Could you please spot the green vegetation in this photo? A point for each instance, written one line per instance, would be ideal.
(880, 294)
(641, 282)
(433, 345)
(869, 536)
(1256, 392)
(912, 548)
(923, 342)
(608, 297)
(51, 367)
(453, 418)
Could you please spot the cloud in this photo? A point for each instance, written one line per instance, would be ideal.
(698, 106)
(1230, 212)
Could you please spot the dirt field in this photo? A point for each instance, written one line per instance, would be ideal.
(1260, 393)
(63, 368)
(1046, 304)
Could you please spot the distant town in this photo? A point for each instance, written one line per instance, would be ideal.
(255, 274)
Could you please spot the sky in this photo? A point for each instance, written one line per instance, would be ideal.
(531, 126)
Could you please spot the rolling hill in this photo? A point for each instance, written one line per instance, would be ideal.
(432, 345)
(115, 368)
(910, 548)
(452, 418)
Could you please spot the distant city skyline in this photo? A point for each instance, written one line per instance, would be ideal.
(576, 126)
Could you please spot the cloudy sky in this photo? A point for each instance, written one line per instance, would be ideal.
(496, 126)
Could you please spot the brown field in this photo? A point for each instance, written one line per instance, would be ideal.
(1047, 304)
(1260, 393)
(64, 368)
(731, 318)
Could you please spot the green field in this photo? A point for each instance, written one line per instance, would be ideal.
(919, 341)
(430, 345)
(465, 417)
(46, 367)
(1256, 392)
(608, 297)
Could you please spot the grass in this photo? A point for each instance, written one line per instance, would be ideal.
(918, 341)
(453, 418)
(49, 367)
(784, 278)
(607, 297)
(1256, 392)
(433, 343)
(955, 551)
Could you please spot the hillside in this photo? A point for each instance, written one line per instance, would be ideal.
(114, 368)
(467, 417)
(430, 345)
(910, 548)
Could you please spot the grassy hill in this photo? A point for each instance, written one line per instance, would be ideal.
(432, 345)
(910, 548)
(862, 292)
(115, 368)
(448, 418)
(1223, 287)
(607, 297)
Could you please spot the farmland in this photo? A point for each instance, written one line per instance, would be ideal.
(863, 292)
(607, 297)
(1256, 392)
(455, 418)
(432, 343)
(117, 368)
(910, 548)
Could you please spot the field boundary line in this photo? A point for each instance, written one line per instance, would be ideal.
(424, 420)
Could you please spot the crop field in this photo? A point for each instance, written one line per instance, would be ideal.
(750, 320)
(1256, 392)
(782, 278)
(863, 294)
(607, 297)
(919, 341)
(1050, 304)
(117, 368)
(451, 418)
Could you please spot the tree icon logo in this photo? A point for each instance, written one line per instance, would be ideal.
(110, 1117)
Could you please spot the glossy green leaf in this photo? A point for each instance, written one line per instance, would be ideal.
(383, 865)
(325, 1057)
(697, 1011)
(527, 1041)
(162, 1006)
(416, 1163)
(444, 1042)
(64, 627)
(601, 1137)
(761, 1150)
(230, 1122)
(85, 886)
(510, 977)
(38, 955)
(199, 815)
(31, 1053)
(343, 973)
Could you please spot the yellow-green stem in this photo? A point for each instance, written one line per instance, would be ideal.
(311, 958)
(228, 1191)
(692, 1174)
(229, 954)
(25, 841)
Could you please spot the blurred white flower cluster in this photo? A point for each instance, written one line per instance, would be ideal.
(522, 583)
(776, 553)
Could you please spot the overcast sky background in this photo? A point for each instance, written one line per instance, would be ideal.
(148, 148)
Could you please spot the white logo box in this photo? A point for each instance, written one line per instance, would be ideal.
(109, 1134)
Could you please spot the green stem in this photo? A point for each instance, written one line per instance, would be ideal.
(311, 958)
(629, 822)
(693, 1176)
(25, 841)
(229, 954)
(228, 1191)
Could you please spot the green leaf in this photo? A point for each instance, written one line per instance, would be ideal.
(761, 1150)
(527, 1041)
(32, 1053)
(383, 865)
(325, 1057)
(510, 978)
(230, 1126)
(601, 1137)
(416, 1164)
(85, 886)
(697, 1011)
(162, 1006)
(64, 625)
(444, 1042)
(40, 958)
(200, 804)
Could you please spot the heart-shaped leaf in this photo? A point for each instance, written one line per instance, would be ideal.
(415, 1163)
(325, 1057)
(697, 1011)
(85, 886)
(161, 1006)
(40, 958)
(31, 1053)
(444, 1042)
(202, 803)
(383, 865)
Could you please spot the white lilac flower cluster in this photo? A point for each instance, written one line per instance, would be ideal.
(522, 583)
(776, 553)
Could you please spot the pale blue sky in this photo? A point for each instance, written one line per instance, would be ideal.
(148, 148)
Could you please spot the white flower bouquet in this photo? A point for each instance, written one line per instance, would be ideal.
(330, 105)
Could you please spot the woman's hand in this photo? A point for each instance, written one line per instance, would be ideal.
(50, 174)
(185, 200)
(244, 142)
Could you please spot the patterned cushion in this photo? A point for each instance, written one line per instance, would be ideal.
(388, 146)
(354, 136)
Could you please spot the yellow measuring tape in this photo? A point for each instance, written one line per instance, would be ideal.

● What this task involves
Copy out all of the material above, switching every "would be ideal" to "would be preferred" and leaving everything else unchanged.

● Worked answer
Could you please spot the green vegetation in this photo? A point for each instance, written one line per instance, would be preferred.
(880, 294)
(641, 282)
(433, 345)
(869, 536)
(1256, 392)
(912, 548)
(923, 342)
(608, 297)
(51, 367)
(453, 418)
Could you please spot the cloud in this photo? A point for each instance, written one line per instance, would be preferred.
(698, 106)
(1230, 212)
Could you please spot the dirt field in this photo? A point for each instance, written one line per instance, would be preferred.
(1260, 393)
(63, 368)
(1046, 304)
Could you please spot the distant town in this photo? A point for each instance, written one line per instance, would be preferred.
(255, 274)
Could you please spot the sky in this photo? A point for each instance, written one line per instance, would be preferred.
(531, 126)
Could you please spot the rolling hill in this photo? A point for each instance, written one line per instance, would be preferred.
(432, 345)
(115, 368)
(910, 548)
(452, 418)
Could you please spot the distant city skyline in this photo? A point for each instance, written one line per instance, would be preferred.
(576, 126)
Could you please spot the cloudy sky in this photo? A point for each instance, written one line per instance, would be preferred.
(496, 126)
Could you please spot the brown field in this photo? A point for each instance, written one line per instance, would be preferred.
(1047, 304)
(1260, 393)
(64, 368)
(731, 318)
Could you please spot the green field in this photo? A point for each instance, written one line per instance, would be preferred.
(919, 341)
(430, 345)
(465, 417)
(46, 367)
(1256, 392)
(608, 297)
Could you please spot the grass in this photo? A point for each instance, written one line per instance, would be preferred.
(918, 341)
(453, 418)
(49, 367)
(784, 278)
(607, 297)
(1256, 392)
(433, 343)
(955, 551)
Could you please spot the hillside in this photo? A point for each instance, written one line per instance, would be preferred.
(114, 368)
(467, 417)
(430, 345)
(910, 548)
Could you please spot the grassy hill in this photo? A point for each instance, written one line per instance, would be preferred.
(432, 345)
(910, 548)
(862, 292)
(115, 368)
(448, 418)
(1223, 287)
(607, 297)
Could you please spot the farmland in this photo? A point for each instance, written one line per instance, would be preferred.
(863, 292)
(607, 297)
(1256, 392)
(455, 418)
(432, 343)
(117, 368)
(910, 548)
Could you please spot the field boundary line in this photo? A point for each instance, written one line per instance, would be preferred.
(424, 420)
Could you please spot the crop field in this photo? A point for each instance, written one line per instance, would be preferred.
(750, 320)
(1256, 392)
(782, 278)
(863, 294)
(607, 297)
(919, 341)
(1050, 304)
(117, 368)
(451, 418)
Could you please spot the tree icon logo in this photo? A point for each instance, written one line per instance, would be preferred.
(110, 1117)
Could you please spot the glossy green leaf in this photo? A point for each instance, written one line per instance, would be preferred.
(383, 865)
(325, 1057)
(697, 1011)
(527, 1041)
(162, 1006)
(416, 1163)
(444, 1042)
(64, 627)
(601, 1137)
(761, 1150)
(230, 1122)
(85, 886)
(510, 977)
(38, 955)
(199, 815)
(31, 1053)
(343, 973)
Could you please spot the yellow-green stem in this photo? A point for each instance, written one line per instance, would be preferred.
(311, 958)
(228, 1191)
(692, 1174)
(229, 954)
(25, 841)
Could you please spot the blurred white flower cluster in this photo? A point for each instance, written one line per instance, would be preferred.
(522, 583)
(776, 553)
Could you please spot the overcast sky background in this photo? A point for each instance, written one line per instance, would be preferred.
(148, 148)
Could you please spot the white logo box in this photo? A point for each instance, written one line per instance, would be preferred.
(109, 1134)
Could you please spot the green stem in this photo? A point for each instance, written one line per instance, would be preferred.
(311, 958)
(629, 822)
(693, 1176)
(25, 841)
(229, 954)
(228, 1191)
Could you please spot the green leaf in this photo? A point for each instance, written one line per instance, would be preferred.
(761, 1150)
(527, 1041)
(32, 1053)
(383, 865)
(325, 1057)
(510, 978)
(230, 1126)
(601, 1137)
(416, 1164)
(85, 886)
(697, 1011)
(162, 1006)
(64, 625)
(444, 1042)
(40, 958)
(200, 804)
Could you please spot the heart-shaped leaf in this photo? A point for each instance, written one line per instance, would be preferred.
(415, 1163)
(325, 1057)
(697, 1011)
(85, 886)
(161, 1006)
(40, 958)
(31, 1053)
(444, 1042)
(202, 803)
(383, 865)
Could you please spot the white lilac flower cluster in this photo? A point for each instance, written one line per instance, would be preferred.
(522, 583)
(776, 553)
Could you please spot the pale blue sky in this photo? A point for each instance, written one line per instance, would be preferred.
(148, 148)
Could you please spot the white flower bouquet in this photo? A point for each instance, written one line per instance, would be preferred.
(330, 105)
Could you please spot the woman's hand in this photo? A point for each instance, written one line per instance, would be preferred.
(50, 174)
(185, 200)
(244, 142)
Could you please spot the patterned cushion in this photo? A point for each instance, written one line per instance, would be preferred.
(388, 146)
(354, 136)
Could you please spot the yellow measuring tape in this photo? A point for each instance, written one line per instance, would be preferred.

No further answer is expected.